EXTRACTED INFORMATION: Begin

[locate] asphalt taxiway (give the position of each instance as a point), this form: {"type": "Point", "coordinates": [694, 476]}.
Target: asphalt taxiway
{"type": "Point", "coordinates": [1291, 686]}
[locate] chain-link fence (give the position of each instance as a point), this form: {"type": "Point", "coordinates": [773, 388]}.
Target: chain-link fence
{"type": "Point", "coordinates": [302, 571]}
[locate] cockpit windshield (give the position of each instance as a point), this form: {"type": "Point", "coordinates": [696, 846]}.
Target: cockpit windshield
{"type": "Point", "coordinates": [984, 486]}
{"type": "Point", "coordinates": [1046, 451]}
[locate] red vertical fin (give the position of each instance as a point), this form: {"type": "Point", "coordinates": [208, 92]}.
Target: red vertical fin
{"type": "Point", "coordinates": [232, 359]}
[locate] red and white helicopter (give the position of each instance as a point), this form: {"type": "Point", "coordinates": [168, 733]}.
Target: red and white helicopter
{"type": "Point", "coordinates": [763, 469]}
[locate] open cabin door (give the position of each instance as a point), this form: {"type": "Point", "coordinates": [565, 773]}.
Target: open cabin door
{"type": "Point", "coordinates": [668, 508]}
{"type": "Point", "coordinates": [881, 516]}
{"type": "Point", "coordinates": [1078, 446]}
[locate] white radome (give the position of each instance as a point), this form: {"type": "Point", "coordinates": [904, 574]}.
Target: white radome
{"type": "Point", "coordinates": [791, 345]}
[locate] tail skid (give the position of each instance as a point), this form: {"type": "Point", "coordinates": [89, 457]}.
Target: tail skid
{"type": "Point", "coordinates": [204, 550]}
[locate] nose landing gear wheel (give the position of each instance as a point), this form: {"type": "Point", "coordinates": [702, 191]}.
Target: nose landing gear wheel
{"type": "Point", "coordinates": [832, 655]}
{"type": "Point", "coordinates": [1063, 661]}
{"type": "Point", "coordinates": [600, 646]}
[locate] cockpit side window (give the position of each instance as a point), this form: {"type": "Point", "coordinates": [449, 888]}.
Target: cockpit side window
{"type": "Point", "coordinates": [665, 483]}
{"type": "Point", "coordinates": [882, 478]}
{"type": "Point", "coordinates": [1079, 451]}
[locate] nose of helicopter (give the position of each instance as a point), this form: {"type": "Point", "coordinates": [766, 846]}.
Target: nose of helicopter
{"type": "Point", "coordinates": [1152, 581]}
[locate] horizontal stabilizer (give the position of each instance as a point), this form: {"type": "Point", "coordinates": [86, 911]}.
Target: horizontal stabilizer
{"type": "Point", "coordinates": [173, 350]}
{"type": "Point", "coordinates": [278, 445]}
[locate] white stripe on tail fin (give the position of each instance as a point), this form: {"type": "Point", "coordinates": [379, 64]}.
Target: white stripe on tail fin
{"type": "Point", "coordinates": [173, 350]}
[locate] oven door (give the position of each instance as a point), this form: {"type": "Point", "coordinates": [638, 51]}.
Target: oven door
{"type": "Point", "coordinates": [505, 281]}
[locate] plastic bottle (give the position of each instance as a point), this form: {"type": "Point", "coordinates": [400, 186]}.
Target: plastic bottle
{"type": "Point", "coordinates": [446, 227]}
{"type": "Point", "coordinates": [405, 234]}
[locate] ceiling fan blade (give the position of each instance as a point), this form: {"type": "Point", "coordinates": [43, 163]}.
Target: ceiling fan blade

EXTRACTED INFORMATION: End

(EXERCISE DIRECTIONS) Give back, verbatim, the lines from the top of the entries above through the line containing "[locate] red and".

(SOLUTION TO THE EXERCISE)
[locate] asphalt taxiway (give the position of each instance as a point), this form: {"type": "Point", "coordinates": [694, 476]}.
Target: asphalt taxiway
{"type": "Point", "coordinates": [1291, 686]}
[locate] chain-link fence (give the position of each instance as a point), this form: {"type": "Point", "coordinates": [773, 388]}.
Target: chain-link fence
{"type": "Point", "coordinates": [302, 571]}
[locate] cockpit windshield (give the position of each instance as a point), this form: {"type": "Point", "coordinates": [696, 846]}.
Target: cockpit windshield
{"type": "Point", "coordinates": [984, 486]}
{"type": "Point", "coordinates": [1046, 451]}
[locate] red vertical fin (give the position of each instance as a point), this form: {"type": "Point", "coordinates": [208, 92]}.
Target: red vertical fin
{"type": "Point", "coordinates": [232, 359]}
[locate] red and white helicopter (give the position of each instance as a point), this form: {"type": "Point", "coordinates": [168, 733]}.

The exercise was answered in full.